EXTRACTED TEXT:
Make it 16 co-director says young people are paying taxes, facing mental health system that doesn't work so deserve right to vote

An advocate for lowering the voting age says many young people are already paying taxes and facing structural issues so they deserve the right to vote. 

The age-old argument to lower the voting age has been reignited after a bill sponsored by Green MP Golriz Ghahraman was drawn from the ballot on Saturday. 

The Electoral Strengthening Democracy Amendment Bill looks to reform seven electoral areas, and includes the suggestion to lower the voting age to 16 years old.

Speaking with AM's Ryan Bridge on Wednesday co-director of advocacy group Make it 16, Sanat Singh, said young people are affected by Government decisions and deserve to have a say. 

"Throughout the course of maybe the last three years, we've seen inequalities and system breakdowns for us throughout the pandemic.

"Disproportionately young people are going to be dealing with the fallout of that in the future, so I think if we can empower young people to take the lead on these issues, to be able to advocate for the things that are affecting them disproportionally, then I can think we can see stronger democratic decision making in this country," Singh said.

But political commentator Liam Hehir, who joined Singh on AM, said while young people will live with the fallout of the decisions, giving them the right to vote isn't the solution. 

"What I would reject is the idea that giving children, or some children, the right to vote is the response to that," Hehir told Bridge. 

"As a father and any parent will tell you, we act as trustees when we vote - we think about our children more than anything else when we are casting our vote. 

"It is certainly the case that I think what's happened in the last couple of years does have ramifications for young people, but that doesn't mean that we have to give children the vote."

But Singh hit back saying the idea that children shouldn't be able to vote because their parents are acting in their best interest is a "misnomer". 

"This idea that children should just be children is a nice sentiment but it's not what actually exists in the real world. 

"What exists in the real world is 16 and 17-year-olds who have to work because their families are on low incomes and are being taxed fully. 

"What exists in the real world is 16-year-olds having friends and peers who are coming up against a mental health system that isn't helping them. So clearly children are not being children, there are issues that are affecting them in today's world right now and they want to have a voice."

Hehir then hit back pointing out juries are pulled from the electoral roll and 16-year-olds shouldn't be sitting through weeks-long murder trials instead of going to school. 

"If you were to lower the voting age to 16 then you are making 16-year-olds eligible for jury duty because the juries are selected from the electoral roll. 

"Now I put it to you that the idea that 16-year-olds should be sitting through two-week murder trials is something that seems a bit fanciable or ridiculous to most people and if you asked why most people would say, 'First of all they shouldn't be out of school… and second of all…  children probably don't have the life experience to make those decisions well."

But Singh said voting and juries are separate issues and young people can be given the right to vote and also be excluded from jury duty fairly easily.

RECORD SET:

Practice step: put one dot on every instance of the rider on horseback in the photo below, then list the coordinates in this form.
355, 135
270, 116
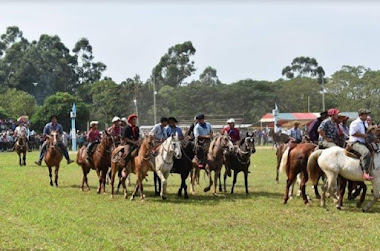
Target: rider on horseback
202, 133
18, 132
172, 128
328, 130
232, 131
49, 127
93, 138
357, 140
115, 130
130, 136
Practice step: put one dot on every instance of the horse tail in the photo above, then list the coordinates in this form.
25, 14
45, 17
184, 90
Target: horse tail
313, 168
284, 160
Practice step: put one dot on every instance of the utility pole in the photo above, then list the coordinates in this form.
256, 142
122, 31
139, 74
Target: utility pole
154, 100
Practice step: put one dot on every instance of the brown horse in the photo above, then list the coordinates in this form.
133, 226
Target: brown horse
218, 146
295, 162
53, 155
278, 138
21, 147
101, 161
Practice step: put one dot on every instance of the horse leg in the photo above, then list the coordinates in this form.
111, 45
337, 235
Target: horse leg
376, 187
289, 182
100, 181
246, 181
216, 177
210, 180
362, 197
220, 181
233, 182
157, 184
160, 176
224, 183
56, 175
50, 176
304, 179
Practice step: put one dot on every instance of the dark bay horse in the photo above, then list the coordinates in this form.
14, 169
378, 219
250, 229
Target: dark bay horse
101, 161
295, 162
21, 147
53, 155
239, 161
183, 167
219, 145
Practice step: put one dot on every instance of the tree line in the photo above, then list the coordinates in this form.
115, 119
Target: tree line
38, 78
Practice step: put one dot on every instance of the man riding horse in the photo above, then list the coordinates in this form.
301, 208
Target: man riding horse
232, 131
203, 134
358, 135
49, 127
131, 137
93, 138
328, 129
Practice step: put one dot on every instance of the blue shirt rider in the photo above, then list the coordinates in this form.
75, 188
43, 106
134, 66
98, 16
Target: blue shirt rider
49, 127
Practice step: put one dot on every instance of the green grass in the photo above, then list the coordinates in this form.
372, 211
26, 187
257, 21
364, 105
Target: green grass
34, 215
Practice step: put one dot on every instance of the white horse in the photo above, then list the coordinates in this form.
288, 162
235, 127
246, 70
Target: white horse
163, 162
333, 162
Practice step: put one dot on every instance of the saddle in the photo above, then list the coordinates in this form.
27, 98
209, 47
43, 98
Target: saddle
349, 152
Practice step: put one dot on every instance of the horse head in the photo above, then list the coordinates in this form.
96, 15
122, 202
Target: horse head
176, 146
249, 143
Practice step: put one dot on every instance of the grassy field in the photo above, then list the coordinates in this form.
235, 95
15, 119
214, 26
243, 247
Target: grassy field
34, 215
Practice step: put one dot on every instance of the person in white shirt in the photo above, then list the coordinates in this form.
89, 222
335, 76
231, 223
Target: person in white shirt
358, 129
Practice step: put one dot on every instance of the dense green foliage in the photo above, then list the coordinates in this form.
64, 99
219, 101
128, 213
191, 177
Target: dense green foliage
34, 215
44, 67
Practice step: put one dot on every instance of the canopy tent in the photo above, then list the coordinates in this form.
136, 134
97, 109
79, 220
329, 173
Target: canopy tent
287, 119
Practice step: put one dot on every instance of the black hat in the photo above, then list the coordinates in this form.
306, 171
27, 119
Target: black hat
54, 116
200, 116
173, 119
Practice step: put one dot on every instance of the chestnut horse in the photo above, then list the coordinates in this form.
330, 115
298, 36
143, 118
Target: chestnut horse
218, 146
101, 161
21, 147
294, 162
53, 155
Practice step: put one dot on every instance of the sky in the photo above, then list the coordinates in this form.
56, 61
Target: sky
243, 39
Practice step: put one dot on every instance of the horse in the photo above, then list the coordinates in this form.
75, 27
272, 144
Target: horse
218, 146
21, 147
336, 161
239, 161
101, 161
163, 162
294, 162
53, 155
278, 138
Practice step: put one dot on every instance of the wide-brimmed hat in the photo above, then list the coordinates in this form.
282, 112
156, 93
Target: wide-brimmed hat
54, 116
231, 120
93, 123
200, 116
130, 117
333, 112
364, 111
115, 119
371, 128
173, 119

EXERCISE AIM: Reproduce word for word the passage of the voting-age article above, between "An advocate for" and "right to vote.", inclusive.

REPLY TO THE EXERCISE:
An advocate for lowering the voting age says many young people are already paying taxes and facing structural issues so they deserve the right to vote.